Dans le texte ci-dessous sur la taxation du transport aérien, recopiez mot pour mot le passage allant de « Les solutions en » jusqu'à « est non délocalisable. ».

● Texte extrait
*-*-*

En outre, la construction d’infrastructures de transport aérien répond rarement à un besoin, mais plus à une logique de compétition territoriale. Parce qu’il n’y pas de principe pollueur payeur dans l’aviation aujourd’hui, il est fréquent qu’un élu local veuille son aéroport, sa piste d’atterrissage, etc. A ce titre, le projet d’aéroport de Notre Dame des Landes est éloquent : il est encore sur la table alors qu’il a été conçu il y a des dizaines d’années, à une époque et par des personnes qui pensaient le monde et les ressources naturelles comme infinies. Le problème, c’est que c’est le contribuable qui paie la facture à la fin. La transition énergétique est déjà en route en Europe. Par cette transition, l’Europe s’éloigne des énergies fossiles comme le pétrole, le charbon et le gaz, abandonne l’illusion du nucléaire, et se tourne vers plus d’énergies renouvelables et d’efficacité. Dans ce contexte, continuer à exonérer l’avion aux frais du contribuable, et investir 500 millions d’euros dans la construction d’un nouvel aéroport en France, c’est absurde !
Les solutions en France
Taxer le kérosène utilisé dans l’aviation
Si la Convention internationale de Chicago prévoit l’exemption totale de taxe sur le carburant utilisé dans les vols internationaux, elle n’interdit pas la taxation du carburant au niveau domestique ou intra-européen. Au sein de l’Union européenne, les Pays Bas ont déjà mis en place une taxe sur le kérosène utilisé sur les vols domestiques. D’un point de vue concurrentiel au sein du secteur, la taxe ne crée pas de distorsion significative puisque l’aviation est non délocalisable.
En France, l’exonération de TICPE sur le kérosène a pour effet de diminuer de 12 à 14% les prix des billets d’avions, selon le rapport du comité d’évaluation des dépenses fiscales (2011). En raison d’une élasticité-prix du transport aérien domestique de -1, cette subvention a pour effet d’augmenter de 14% le trafic aérien de intérieur de métropole. Cela représente plus de 500 millions d’euros de manque à gagner pour le budget de l’Etat chaque année! Autant d’argent qui pourrait permette d’investir et de développer les alternatives…
Imposer un taux normal de TVA sur les billets d’avion
Les billets d’avions nationaux sont actuellement taxés au taux réduit de TVA de 7%, l’un des taux les plus bas parmi les pays ayant soumis les billets d’avion à la TVA sur leur territoire. Alors que la loi de finance prévoit pour 2014 un aménagement des produits et services soumis aux différents taux de TVA, le gouvernement et les parlementaires français doivent revoir leur copie pour taxer au taux normal de TVA les billets d’avions nationaux et à un taux réduit les transports publics.

*-*-*

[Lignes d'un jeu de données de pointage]

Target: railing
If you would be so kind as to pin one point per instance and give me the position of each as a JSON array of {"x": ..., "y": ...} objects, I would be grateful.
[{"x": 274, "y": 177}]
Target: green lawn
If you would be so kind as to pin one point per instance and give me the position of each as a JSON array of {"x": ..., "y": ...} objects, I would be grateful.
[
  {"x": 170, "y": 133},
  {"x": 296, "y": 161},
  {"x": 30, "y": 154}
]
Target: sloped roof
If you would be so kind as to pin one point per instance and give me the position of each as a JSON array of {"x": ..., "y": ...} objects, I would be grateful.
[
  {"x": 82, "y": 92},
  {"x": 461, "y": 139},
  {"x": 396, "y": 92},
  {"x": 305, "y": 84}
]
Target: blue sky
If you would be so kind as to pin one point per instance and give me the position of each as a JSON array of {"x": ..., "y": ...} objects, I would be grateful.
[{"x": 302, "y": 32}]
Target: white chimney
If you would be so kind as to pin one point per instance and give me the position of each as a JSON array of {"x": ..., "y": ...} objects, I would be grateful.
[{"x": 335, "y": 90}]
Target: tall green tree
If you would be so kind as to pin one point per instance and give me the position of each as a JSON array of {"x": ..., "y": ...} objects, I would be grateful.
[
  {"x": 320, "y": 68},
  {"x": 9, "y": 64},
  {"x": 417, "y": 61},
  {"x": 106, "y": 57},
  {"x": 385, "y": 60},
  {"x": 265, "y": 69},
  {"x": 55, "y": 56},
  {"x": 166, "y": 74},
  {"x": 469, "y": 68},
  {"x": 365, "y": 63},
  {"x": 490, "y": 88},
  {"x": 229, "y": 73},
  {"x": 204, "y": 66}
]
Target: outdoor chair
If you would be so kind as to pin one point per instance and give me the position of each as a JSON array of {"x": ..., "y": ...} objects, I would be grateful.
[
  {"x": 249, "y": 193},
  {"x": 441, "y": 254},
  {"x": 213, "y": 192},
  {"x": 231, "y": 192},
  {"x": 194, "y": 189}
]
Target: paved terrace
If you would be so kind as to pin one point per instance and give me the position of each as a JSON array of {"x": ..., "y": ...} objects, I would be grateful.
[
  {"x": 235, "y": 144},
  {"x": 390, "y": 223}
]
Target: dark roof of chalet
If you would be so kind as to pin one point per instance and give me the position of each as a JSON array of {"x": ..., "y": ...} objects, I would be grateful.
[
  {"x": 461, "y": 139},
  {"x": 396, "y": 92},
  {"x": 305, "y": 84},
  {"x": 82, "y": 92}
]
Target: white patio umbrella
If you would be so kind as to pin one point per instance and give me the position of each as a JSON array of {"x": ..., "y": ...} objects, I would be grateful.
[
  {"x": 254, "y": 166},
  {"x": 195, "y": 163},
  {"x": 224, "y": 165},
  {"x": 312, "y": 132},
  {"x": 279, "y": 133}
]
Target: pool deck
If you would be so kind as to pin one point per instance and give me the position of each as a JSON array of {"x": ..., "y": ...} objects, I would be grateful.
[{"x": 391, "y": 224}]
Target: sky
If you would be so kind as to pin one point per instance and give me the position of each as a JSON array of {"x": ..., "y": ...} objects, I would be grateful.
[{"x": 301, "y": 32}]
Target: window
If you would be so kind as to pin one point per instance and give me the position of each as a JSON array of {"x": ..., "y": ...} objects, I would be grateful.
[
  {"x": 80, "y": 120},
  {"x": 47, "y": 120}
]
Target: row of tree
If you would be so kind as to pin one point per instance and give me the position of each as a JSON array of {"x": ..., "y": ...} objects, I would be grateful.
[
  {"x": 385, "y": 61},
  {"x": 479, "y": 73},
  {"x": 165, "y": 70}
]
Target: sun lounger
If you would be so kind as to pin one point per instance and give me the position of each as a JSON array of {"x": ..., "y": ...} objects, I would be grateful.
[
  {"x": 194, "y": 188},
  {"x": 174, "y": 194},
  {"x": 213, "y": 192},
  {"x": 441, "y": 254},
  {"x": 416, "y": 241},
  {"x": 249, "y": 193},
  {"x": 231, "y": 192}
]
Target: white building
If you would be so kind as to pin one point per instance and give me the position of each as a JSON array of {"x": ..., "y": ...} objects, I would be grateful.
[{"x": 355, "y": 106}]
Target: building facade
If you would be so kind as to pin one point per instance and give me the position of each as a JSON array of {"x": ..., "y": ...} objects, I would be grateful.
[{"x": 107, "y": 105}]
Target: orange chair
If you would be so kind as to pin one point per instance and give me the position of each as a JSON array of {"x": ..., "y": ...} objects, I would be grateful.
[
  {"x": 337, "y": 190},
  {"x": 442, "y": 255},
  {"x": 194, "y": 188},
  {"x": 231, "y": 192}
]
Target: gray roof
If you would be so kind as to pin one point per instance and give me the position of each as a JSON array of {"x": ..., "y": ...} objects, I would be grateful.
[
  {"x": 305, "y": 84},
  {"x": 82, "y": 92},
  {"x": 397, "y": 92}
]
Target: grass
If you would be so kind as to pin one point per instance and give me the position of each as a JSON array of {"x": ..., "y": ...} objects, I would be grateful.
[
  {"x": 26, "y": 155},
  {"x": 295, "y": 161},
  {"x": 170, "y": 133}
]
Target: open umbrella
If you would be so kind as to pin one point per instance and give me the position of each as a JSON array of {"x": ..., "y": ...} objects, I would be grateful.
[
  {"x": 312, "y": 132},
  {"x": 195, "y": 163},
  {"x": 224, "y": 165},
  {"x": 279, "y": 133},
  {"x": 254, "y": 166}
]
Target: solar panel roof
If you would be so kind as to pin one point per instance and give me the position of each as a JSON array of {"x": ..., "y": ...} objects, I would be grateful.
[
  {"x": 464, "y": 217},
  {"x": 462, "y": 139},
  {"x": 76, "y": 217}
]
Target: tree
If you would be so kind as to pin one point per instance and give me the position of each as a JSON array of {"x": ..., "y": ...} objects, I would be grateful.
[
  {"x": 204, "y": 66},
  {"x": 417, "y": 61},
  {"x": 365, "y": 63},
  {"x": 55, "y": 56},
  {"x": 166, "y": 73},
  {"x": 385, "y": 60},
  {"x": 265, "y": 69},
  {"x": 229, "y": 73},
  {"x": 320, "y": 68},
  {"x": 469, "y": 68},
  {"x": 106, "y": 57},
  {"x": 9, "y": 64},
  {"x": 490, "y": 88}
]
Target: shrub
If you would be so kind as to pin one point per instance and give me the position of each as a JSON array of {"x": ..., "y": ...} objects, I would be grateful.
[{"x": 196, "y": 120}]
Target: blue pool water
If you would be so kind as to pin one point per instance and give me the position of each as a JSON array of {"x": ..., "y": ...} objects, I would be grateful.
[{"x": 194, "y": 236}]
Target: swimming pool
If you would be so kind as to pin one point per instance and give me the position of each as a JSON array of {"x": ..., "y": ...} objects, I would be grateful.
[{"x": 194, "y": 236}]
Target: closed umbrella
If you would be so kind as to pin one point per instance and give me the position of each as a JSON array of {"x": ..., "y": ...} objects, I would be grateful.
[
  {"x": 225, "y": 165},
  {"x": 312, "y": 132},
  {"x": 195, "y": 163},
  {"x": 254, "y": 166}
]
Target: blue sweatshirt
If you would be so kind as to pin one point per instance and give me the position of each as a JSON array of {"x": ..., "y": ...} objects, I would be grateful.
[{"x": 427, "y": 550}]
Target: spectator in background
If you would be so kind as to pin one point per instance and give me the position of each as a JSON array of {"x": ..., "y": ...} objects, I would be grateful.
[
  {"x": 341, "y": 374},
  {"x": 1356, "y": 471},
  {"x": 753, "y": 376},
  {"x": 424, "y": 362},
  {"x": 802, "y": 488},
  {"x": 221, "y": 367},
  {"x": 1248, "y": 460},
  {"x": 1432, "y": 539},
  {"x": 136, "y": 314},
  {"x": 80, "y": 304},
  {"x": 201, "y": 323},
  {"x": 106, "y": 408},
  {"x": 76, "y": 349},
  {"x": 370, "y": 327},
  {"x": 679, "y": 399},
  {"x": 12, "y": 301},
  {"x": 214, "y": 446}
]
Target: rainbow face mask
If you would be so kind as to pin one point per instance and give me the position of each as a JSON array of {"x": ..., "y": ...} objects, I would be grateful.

*-*-*

● Solution
Les solutions en France
Taxer le kérosène utilisé dans l’aviation
Si la Convention internationale de Chicago prévoit l’exemption totale de taxe sur le carburant utilisé dans les vols internationaux, elle n’interdit pas la taxation du carburant au niveau domestique ou intra-européen. Au sein de l’Union européenne, les Pays Bas ont déjà mis en place une taxe sur le kérosène utilisé sur les vols domestiques. D’un point de vue concurrentiel au sein du secteur, la taxe ne crée pas de distorsion significative puisque l’aviation est non délocalisable.